**Passage présenté**
↓↓↓
Vingt-septième
jour
C'est
une maison en terre. Les briques sont façonnées une à une devant
l'entrée. Un tas de terre rouge formé en puy, dans lequel les
femmes vident leurs bassines d'eau sale, après la lessive. Le
propriétaire m'a expliqué que pour débuter les travaux, il avait
fait confiance aux artisans du coin, comme cela semble logique. Mais
les premiers murs ne l'ont pas satisfait, et c'est vrai, ils
déteignent. Les vieux du village semblaient posséder un
savoir-faire, mais leur pisé était de mauvaise qualité. Les
Marocains préfèrent de très loin le ciment, les parpaings. Un
homme, ici, à Aït Benhaddou, a même doublé sa maison de parpaings
avant de détruire ses vieux murs en pisé traditionnel. Très fier
de sa nouvelle maison, l'homme doit depuis faire face à une
étanchéité défaillante, durant les grandes pluies, il a froid
l'hiver et beaucoup trop chaud en été. On connait ce genre de
réflexe dans nos campagnes françaises, j'en ai été le témoin, en
Ardèche, non loin de Saint Félicien... Un fermier qui possédait
des bâtisses magnifiques en vendait une pour pouvoir retaper
l'autre, c'est à dire casser l'autre, la recouvrir de ciment, de
chaux, avec ce goût pour la banalisation, l'effacement de toute une
culture accumulée, sous prétexte de modernité. Un Européen
voyageur comme Andy, pas du tout un paysan, qui construit sa maison
ici, à l'évidence, ne pouvait qu'être sensible au génie du lieu,
et à celui des ancêtres berbères. L'Autrichien est donc allé
chercher des spécialistes qui lui ont enseigné qu'il fallait, avec
l'eau et la paille, mélanger la terre du coin avec une autre, moins
oxydée, donc moins rouge, que l'on trouve à cinq kilomètres d'ici,
au bord de l'oued. Il est arrivé au mélange idéal, solide, qui ne
se délite pas, ne déteint pas. Les plafonds sont remarquables
aussi. Des poutres d'arganier, écorcées, de grosseurs à peu près
équivalentes, mais de formes inégales, soutiennent des linteaux de
même nature, qui, eux-mêmes, tiennent une sorte de paillasse de
roseaux, maintenue cohérente par des fils. Entre les tiges de
roseau, j'aperçois l'isolation dont l'Autrichien m'a parlé :
« Les gens au Maroc ils comprennent pas le touriste il veut la
tranquillité, le silence ». Jusque là, ce n'était pas ma
priorité, je peux même presque dire le contraire. Mais j'ai si bien
dormi ici.
↑↑↑
**Consigne**
D'après le passage, répondez s'il vous plaît à ces trois questions :
(a) Où trouve-t-on la terre moins rouge mélangée à celle du coin ?
(b) En quel bois sont les poutres des plafonds ?
(c) Quels ennuis connaît l'homme d'Aït Benhaddou qui a doublé sa maison de parpaings ?
Appuyez-vous uniquement sur le passage.

**Extrait de données**
↓↓↓
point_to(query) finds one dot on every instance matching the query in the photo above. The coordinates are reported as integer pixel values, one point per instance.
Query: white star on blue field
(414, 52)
↑↑↑
**Réponse attendue**
(a) À cinq kilomètres de la maison, au bord de l'oued.
(b) En arganier écorcé.
(c) Son étanchéité est défaillante pendant les grandes pluies. Il a froid l'hiver et beaucoup trop chaud l'été.